** Opening PASSAGE SHOWN block **

This type of regulation is necessary in order to ensure that international shipments of controlled substances are used for medical, scientific, or other legitimate needs of the country to which they are shipped. The CSI&EA regulations also attempt to prevent the unlawful distribution of dangerous drugs through drug traffickers or other illicit drug channels. Additionally, the requirements stated in this act fulfill U.S. obligations to meet international treaties regulations to which the United States is a party.
Under the CSI&EA, it is unlawful for any controlled substance in Schedules I or II and narcotics in Schedules III, IV, or V to be imported except when the attorney general or the DEA have (1) deemed it necessary to provide medical, scientific, or other legitimate purposes, and (2) when the controlled substances in Schedule I or II or any narcotic drug in Schedule III, IV, or V have been found by the attorney general to be necessary during an emergency in which domestic supplies of a substance are found to be inadequate, in any case in which the attorney general finds that competition among domestic manufacturers of a controlled substance is inadequate and could be adequate with importation, and last, if the attorney general allows limited quantities of a controlled substance exclusively for research, scientific, or analytical uses.

** Closing PASSAGE SHOWN block **
** Opening SUPPLIED ENTRIES block **

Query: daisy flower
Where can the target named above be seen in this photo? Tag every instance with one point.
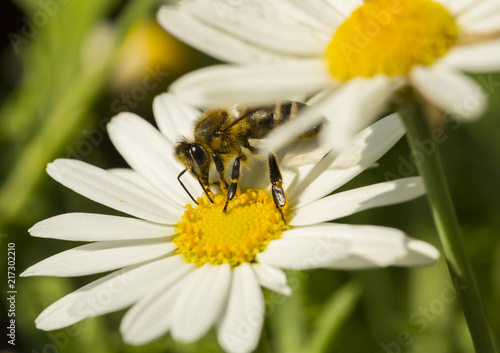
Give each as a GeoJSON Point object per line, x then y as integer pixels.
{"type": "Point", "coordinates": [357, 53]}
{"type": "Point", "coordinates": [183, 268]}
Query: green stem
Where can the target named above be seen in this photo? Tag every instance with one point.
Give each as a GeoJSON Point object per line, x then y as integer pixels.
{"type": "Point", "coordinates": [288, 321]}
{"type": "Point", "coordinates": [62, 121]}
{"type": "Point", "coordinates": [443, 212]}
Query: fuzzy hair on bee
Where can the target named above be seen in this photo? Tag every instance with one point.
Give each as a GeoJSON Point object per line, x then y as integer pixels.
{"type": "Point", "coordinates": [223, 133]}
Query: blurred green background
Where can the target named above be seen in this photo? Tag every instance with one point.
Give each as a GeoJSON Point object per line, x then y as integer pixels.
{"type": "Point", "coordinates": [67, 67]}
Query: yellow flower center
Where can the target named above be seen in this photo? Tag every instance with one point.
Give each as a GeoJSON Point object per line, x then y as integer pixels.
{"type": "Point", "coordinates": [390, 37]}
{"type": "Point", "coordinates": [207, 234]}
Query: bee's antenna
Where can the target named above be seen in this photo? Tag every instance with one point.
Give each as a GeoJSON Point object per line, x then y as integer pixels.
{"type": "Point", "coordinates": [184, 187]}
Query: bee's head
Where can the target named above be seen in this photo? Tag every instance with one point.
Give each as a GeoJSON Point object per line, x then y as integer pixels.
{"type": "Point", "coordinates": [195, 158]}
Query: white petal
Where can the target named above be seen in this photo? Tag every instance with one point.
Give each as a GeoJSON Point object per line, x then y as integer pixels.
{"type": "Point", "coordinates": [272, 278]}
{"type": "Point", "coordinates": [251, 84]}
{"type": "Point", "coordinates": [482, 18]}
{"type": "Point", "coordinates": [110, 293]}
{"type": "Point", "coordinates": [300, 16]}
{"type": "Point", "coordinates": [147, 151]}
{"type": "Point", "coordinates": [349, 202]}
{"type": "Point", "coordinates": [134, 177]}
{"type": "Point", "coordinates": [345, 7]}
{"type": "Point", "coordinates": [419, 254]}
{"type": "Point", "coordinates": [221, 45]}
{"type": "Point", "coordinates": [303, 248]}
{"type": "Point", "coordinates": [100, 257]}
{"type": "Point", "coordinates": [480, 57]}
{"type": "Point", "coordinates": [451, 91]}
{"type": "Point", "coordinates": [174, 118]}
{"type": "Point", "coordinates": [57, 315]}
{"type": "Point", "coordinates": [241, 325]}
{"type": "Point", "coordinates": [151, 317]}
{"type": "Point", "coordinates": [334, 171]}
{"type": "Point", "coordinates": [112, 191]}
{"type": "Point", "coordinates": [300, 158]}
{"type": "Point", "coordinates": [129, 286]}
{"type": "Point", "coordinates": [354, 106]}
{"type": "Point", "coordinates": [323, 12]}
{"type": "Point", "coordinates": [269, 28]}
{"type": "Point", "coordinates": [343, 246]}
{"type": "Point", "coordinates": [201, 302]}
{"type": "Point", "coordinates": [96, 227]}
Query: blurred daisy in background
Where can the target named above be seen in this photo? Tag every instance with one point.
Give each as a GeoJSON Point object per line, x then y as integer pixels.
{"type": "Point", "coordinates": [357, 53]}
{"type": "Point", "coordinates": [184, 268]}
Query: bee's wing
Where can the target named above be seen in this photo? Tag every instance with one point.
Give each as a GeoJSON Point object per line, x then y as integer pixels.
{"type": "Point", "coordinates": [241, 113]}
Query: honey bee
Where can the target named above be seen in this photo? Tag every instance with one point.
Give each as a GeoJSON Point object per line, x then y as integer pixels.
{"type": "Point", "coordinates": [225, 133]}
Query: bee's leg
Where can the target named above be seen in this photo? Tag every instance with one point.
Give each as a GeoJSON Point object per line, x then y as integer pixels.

** Closing SUPPLIED ENTRIES block **

*WHAT TO WORK ON*. Resume the passage on CSI&EA import regulations right after its last sentence.

*ANSWER TO THE EXERCISE*.
Non-narcotic controlled substances in Schedule III, IV, or V may be imported for medical, scientific, or other legitimate uses and when proper permit requirements, all necessary notifications, and declarations procedures have been met. Additional amounts of coca leaves may also be imported as long as derivatives that may be used to produce cocaine are destroyed under the supervision of an authorized representative of the attorney general.
Exportation of any narcotic controlled substance in Schedule I, II, III, or IV is considered unlawful unless the controlled substance is being exported to a country that is party to the same international treaties regulation as the United States. The narcotic drug must be consigned to a holder with the appropriate permits and licenses having been obtained from the importing country. Narcotic controlled substances as specified previously may be exported if the attorney general provides the permit to export, and additionally finds that the narcotic being exported is exclusively for medical or scientific uses and that there is an actual need for the narcotic drug for medical and scientific use in the country of import.